Passage provided
[Start of section]

April 8, 2008

"Pretentious, formalistic argument... preening, self-consciously literary musings ... narcissistically complains..."

"... repeatedly draws a nonsensical analogy... gross generalizations... cavalier attitude infects... adds nothing illuminating... blindly accepting... specious or skewed... ridiculous paper tigers... sweeping statements... such a weak, risible and often objectionable volume that the reader finishes it convinced that Mr. Amis should stick to writing fiction and literary criticism, as he’s thoroughly discredited himself with these essays as any sort of political or social commentator."

Snippets from a savage review that somehow makes me want to pick up the book and read it today. But then I liked "Koba the Dread," and I especially like nonfiction riffing by novelistic minds. (I'd rather read this than this.) That Martin Amis does his riffing over heavy themes like 9/11 and Stalin might piss you off, as it did the NYT reviewer. It is what it is. So read it or don't.

13 comments:

reader_iam said...

LOL.

Well done, Althouse.

Meade said...

Too many adverbs, I narcissistically complain.

Roger J. said...

"it is what it is..." The new catch phrase of the decade. Full of sound and fury etc.

TJ said...

[End of section]

Assigned task
Return the passage of the blog post above on the Martin Amis review between "Meade said..." and "and fury etc.", inclusive, copied word for word.

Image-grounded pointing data
[Start of section]

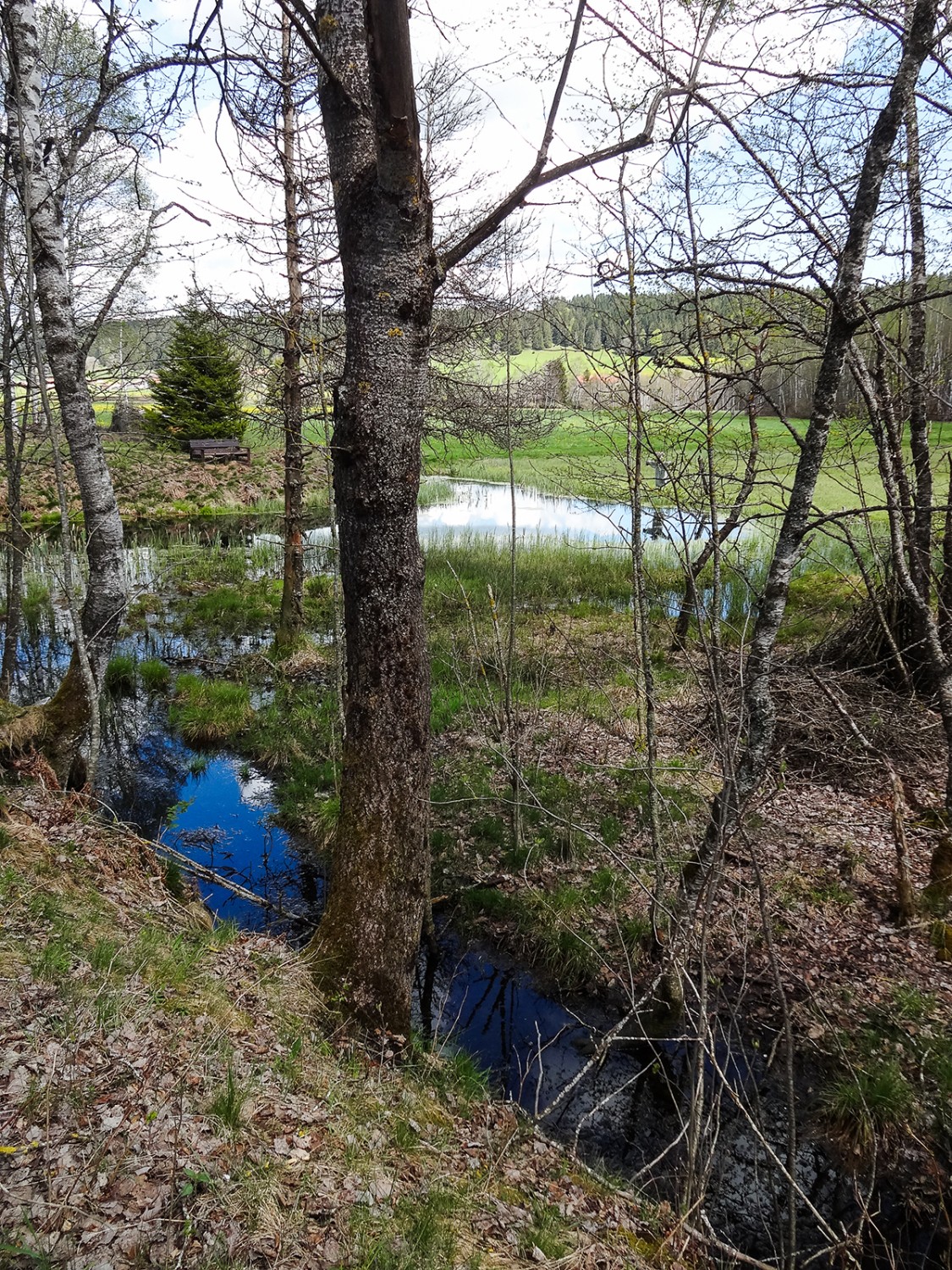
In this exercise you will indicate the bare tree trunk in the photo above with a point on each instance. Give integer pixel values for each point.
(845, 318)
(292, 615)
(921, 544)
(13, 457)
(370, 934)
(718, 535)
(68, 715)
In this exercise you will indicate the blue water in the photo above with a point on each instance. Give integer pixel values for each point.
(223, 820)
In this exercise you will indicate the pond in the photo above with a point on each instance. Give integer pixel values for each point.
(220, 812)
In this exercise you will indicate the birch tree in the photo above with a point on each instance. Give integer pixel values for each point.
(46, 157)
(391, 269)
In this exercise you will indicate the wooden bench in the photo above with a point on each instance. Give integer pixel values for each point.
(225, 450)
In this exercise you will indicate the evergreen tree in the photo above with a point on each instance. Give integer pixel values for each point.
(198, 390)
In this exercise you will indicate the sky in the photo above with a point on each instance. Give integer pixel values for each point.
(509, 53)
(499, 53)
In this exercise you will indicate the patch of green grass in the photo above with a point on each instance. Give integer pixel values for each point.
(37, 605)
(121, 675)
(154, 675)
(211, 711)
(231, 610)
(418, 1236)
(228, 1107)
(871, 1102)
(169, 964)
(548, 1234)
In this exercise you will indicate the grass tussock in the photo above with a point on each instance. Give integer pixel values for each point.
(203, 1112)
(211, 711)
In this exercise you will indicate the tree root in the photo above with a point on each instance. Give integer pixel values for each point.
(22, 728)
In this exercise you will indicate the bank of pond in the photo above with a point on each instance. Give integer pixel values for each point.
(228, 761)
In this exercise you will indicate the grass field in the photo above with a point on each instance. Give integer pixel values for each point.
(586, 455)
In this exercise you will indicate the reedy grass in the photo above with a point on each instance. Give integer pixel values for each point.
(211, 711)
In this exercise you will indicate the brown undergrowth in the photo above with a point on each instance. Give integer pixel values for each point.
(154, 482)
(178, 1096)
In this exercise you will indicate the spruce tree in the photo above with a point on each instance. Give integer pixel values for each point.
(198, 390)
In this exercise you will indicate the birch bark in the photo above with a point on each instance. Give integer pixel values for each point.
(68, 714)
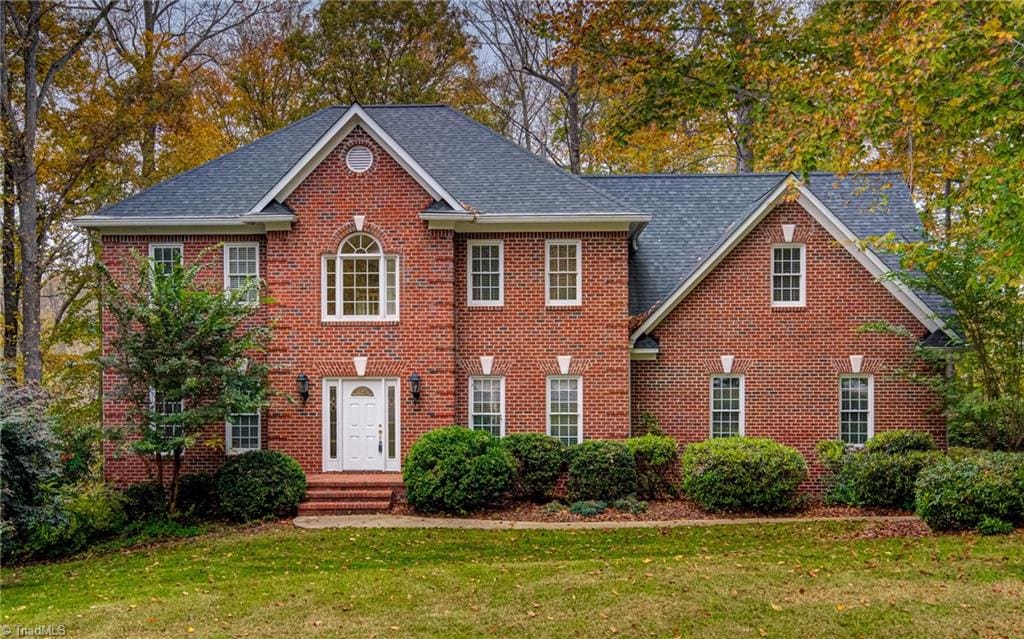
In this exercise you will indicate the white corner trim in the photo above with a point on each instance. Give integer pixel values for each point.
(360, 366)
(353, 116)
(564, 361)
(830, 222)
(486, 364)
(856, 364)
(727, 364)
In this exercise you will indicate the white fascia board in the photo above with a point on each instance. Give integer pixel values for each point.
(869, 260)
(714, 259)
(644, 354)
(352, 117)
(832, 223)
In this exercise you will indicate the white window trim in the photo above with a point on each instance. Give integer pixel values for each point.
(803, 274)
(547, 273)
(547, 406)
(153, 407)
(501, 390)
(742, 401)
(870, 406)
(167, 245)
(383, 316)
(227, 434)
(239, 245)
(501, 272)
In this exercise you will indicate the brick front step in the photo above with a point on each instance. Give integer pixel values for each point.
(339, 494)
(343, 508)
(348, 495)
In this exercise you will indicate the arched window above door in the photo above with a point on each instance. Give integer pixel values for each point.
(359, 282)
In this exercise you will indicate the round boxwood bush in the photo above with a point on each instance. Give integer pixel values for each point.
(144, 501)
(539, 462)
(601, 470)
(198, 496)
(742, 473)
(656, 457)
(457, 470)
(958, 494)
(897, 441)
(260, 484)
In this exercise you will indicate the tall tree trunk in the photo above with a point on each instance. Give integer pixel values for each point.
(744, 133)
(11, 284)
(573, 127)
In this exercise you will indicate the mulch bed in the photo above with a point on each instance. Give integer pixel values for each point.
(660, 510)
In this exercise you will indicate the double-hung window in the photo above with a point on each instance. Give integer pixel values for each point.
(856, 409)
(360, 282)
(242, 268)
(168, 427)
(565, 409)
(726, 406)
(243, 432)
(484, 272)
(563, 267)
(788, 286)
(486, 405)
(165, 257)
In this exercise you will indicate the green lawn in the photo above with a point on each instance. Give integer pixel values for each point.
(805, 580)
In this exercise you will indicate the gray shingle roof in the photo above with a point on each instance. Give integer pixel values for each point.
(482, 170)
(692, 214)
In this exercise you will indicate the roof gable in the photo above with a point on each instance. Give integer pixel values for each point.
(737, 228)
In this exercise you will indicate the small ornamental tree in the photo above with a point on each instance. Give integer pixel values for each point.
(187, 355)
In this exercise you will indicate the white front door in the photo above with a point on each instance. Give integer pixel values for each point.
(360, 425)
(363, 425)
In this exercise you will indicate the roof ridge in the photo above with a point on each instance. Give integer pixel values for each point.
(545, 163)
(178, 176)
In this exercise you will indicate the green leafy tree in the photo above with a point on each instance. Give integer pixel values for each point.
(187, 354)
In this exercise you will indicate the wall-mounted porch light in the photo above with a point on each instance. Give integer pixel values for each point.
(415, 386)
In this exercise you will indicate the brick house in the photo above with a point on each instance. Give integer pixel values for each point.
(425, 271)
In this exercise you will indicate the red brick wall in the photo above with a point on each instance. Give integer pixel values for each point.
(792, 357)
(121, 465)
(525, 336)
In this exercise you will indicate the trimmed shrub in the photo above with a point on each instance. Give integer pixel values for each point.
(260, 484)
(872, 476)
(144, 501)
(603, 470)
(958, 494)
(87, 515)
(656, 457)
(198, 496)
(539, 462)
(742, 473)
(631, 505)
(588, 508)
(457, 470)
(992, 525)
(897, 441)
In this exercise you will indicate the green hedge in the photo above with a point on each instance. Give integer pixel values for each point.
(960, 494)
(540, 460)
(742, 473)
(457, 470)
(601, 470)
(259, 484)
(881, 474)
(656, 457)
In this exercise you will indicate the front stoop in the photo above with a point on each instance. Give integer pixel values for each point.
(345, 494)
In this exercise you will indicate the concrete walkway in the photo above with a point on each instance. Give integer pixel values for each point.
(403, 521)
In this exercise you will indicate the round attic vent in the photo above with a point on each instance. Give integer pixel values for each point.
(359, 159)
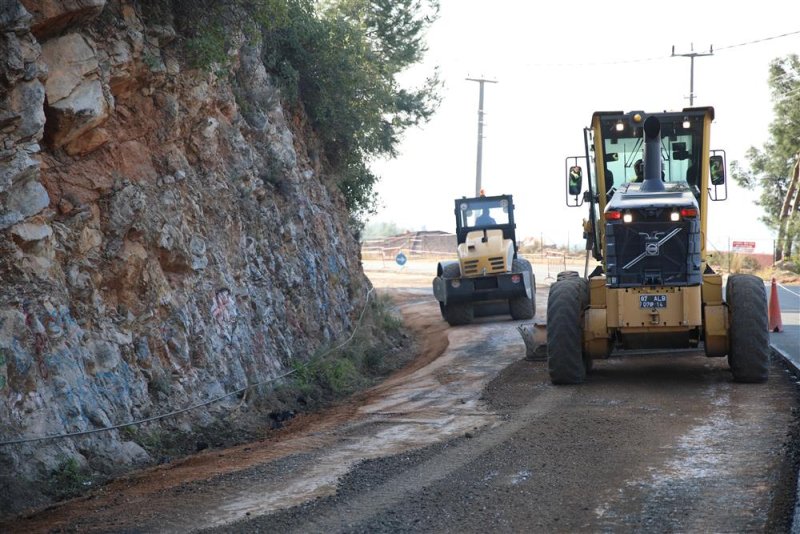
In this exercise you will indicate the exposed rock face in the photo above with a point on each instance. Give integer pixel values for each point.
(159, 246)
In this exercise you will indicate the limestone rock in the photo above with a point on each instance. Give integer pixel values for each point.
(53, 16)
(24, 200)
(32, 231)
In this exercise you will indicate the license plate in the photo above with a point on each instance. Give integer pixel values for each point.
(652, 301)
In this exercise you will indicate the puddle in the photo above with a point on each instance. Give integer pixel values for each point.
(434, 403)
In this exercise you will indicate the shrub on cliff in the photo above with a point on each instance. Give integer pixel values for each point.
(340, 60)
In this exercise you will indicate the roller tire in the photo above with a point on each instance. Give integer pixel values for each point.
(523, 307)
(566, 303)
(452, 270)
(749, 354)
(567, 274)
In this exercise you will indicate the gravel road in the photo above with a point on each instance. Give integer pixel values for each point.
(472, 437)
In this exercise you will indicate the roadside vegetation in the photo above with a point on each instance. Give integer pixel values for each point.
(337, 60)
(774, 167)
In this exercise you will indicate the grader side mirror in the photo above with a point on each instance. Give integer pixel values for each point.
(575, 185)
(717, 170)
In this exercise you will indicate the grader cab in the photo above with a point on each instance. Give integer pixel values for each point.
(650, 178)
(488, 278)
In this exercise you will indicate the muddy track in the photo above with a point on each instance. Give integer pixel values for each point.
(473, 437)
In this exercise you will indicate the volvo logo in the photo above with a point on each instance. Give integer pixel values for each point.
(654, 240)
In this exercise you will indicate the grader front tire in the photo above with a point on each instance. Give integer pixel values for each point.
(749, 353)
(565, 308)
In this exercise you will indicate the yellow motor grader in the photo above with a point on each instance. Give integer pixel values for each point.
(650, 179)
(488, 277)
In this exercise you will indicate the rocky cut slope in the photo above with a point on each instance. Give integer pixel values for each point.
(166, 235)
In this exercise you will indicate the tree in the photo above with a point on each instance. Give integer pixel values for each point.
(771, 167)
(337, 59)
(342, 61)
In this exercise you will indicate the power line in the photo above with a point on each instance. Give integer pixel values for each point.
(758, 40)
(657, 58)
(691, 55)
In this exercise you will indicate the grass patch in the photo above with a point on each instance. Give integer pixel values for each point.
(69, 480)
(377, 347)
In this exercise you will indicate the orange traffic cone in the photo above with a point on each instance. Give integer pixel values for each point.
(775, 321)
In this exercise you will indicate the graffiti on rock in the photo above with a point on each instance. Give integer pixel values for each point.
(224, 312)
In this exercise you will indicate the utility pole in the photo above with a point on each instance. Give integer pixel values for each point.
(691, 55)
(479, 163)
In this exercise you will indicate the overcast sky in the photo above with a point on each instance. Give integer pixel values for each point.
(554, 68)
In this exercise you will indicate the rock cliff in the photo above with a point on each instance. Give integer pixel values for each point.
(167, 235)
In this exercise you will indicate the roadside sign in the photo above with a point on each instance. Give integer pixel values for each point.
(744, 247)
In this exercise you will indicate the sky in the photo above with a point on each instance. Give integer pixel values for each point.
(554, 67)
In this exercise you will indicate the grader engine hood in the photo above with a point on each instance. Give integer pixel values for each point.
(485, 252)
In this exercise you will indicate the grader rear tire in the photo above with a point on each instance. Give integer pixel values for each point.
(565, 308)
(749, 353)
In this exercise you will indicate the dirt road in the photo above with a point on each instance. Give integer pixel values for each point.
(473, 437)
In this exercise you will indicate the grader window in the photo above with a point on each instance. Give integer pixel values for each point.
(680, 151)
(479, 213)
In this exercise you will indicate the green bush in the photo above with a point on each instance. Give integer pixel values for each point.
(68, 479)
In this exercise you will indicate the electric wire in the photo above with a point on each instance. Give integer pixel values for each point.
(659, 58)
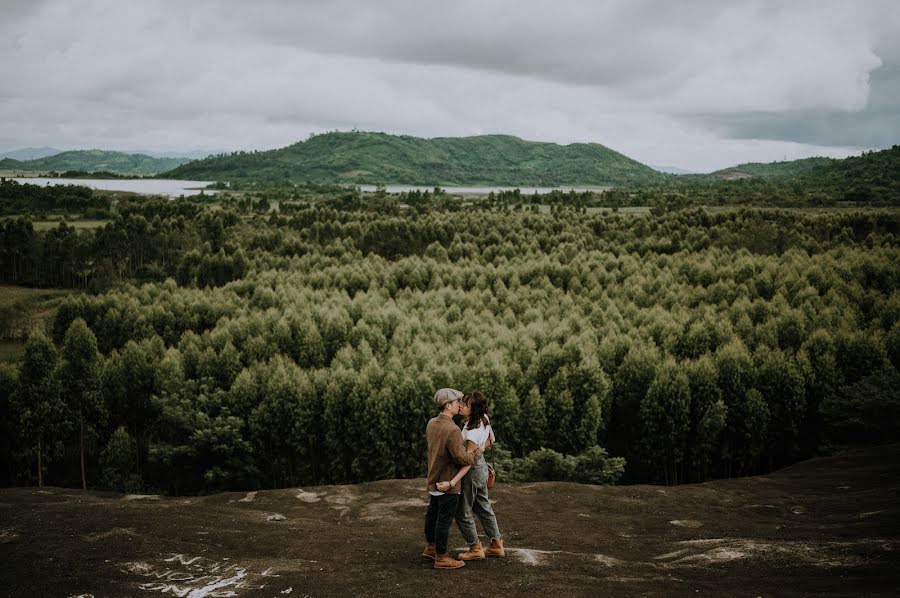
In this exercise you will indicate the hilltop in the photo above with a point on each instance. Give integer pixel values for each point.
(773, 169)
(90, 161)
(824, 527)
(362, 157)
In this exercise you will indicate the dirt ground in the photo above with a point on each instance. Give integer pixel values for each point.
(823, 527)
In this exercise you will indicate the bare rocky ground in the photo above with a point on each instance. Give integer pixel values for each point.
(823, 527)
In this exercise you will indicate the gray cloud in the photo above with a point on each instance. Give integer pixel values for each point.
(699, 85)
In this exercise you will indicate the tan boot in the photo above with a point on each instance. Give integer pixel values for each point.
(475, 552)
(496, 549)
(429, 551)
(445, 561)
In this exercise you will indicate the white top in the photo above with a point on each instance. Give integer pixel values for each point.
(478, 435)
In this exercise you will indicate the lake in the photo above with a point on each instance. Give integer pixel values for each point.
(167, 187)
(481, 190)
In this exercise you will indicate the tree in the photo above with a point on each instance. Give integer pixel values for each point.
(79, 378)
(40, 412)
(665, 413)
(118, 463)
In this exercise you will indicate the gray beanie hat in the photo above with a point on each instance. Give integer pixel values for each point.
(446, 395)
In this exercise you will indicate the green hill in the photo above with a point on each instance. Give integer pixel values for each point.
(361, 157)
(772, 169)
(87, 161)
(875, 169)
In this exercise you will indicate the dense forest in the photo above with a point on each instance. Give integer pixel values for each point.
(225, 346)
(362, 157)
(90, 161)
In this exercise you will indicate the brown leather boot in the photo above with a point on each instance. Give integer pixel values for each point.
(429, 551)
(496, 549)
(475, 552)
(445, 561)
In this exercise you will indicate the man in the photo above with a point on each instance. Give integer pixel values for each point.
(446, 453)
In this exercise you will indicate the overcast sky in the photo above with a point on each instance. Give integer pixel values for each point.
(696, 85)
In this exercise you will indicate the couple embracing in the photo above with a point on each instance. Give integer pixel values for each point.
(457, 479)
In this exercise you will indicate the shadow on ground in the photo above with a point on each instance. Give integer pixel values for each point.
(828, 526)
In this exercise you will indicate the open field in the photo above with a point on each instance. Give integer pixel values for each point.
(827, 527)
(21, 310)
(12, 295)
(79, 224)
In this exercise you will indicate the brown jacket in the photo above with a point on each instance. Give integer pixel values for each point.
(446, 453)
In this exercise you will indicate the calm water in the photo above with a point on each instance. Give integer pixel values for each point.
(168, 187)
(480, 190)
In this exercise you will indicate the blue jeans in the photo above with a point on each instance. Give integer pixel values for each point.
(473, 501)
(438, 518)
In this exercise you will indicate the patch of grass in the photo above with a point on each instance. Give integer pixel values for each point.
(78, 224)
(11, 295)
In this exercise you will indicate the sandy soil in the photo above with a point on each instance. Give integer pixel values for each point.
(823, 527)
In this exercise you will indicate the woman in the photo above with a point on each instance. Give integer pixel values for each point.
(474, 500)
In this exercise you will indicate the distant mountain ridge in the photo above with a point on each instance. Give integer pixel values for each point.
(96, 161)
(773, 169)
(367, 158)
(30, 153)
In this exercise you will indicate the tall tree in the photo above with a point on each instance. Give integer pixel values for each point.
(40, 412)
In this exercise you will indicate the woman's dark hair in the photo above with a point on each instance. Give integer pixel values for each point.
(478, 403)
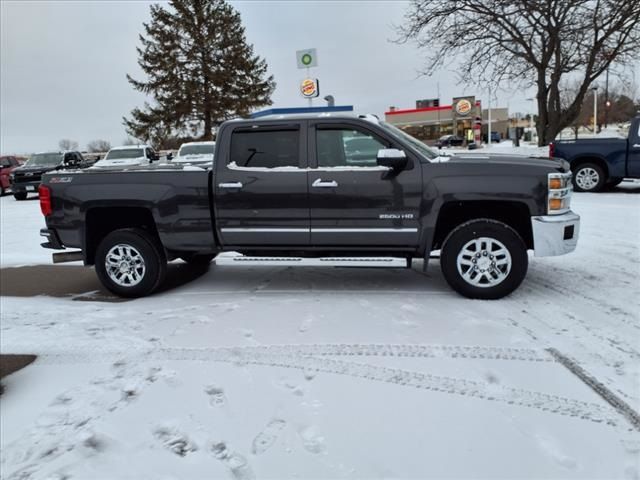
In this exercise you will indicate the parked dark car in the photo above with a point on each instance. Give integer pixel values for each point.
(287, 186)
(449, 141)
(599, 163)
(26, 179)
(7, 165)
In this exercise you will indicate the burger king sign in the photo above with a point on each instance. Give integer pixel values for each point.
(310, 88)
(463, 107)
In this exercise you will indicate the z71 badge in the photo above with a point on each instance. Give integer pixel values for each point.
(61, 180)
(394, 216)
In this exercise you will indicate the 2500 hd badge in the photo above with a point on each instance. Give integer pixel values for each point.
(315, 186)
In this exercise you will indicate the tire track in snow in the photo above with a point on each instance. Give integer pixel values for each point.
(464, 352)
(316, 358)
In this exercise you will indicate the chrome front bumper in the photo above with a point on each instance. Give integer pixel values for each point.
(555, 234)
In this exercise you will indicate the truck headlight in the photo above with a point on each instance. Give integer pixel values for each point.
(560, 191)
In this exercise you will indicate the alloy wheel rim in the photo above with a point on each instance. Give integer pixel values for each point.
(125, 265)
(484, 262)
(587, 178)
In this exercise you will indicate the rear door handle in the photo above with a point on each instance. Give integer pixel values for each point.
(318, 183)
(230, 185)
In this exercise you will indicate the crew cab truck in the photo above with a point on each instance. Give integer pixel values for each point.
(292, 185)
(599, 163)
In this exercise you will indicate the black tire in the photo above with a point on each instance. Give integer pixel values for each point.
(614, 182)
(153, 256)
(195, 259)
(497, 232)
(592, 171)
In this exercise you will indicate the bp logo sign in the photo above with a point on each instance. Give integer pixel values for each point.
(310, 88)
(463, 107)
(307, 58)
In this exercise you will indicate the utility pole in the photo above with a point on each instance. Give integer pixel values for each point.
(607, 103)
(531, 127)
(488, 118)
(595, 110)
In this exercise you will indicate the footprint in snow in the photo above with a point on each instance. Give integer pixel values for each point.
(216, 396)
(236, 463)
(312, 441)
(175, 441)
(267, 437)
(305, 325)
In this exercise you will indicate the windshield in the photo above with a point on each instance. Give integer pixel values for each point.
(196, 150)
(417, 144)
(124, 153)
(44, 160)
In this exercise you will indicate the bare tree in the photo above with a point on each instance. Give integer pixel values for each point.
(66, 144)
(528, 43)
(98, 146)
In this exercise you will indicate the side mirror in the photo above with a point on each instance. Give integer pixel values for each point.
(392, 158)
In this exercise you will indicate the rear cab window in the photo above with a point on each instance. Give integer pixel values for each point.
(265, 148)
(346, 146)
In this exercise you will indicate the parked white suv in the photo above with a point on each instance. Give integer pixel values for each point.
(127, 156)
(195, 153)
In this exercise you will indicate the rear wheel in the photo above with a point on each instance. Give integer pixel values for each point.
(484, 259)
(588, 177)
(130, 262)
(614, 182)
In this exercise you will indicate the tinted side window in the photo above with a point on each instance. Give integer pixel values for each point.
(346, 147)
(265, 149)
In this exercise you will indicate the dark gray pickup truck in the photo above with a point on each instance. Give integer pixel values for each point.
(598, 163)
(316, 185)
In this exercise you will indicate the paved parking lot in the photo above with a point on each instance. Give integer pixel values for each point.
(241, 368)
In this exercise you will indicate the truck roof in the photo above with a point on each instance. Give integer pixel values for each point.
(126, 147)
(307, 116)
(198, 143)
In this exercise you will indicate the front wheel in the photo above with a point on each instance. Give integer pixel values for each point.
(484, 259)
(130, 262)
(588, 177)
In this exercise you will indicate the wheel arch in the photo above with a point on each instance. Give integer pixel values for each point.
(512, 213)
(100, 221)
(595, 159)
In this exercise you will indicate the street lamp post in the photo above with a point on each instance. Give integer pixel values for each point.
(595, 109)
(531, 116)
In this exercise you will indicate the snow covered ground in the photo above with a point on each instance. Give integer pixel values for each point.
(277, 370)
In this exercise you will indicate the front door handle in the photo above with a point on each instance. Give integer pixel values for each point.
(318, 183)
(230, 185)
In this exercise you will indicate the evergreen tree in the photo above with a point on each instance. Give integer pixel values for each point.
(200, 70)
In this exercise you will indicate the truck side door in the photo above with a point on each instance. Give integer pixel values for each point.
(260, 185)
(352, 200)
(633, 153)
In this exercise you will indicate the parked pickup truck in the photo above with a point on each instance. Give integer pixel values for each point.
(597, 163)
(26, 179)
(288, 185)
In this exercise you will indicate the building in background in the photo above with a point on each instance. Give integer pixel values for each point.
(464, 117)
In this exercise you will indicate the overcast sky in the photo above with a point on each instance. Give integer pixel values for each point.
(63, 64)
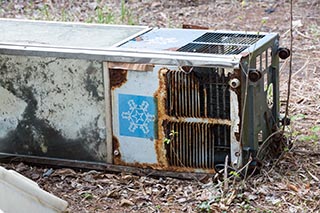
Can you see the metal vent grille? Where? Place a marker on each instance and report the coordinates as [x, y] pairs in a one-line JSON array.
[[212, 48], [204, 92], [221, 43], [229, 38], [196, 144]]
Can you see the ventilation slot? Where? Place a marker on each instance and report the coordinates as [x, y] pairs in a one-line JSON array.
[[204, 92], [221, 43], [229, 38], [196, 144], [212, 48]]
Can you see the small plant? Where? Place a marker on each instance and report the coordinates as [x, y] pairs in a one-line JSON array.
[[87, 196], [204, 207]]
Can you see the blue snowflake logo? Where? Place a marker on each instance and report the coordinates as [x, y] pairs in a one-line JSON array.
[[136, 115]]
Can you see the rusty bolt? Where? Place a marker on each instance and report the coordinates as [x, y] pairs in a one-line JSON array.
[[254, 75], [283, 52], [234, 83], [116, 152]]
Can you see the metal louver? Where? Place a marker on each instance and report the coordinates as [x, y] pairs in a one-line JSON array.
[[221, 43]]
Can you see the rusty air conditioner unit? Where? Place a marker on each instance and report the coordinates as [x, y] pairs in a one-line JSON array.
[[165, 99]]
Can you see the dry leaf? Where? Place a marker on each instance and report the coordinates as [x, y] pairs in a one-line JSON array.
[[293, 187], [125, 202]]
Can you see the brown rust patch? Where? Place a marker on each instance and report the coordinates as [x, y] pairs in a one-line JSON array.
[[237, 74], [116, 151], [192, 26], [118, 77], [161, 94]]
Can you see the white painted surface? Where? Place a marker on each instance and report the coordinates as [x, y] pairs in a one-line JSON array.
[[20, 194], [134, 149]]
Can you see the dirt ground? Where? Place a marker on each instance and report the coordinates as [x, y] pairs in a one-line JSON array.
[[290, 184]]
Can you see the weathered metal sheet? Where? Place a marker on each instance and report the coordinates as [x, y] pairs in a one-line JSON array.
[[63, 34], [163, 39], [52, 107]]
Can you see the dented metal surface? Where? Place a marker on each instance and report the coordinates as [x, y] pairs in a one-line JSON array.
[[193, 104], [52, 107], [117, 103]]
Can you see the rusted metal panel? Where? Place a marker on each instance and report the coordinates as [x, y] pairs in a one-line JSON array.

[End of section]

Response to the exercise
Meade said...

Too many adverbs, I narcissistically complain.

Roger J. said...

"it is what it is..." The new catch phrase of the decade. Full of sound and fury etc.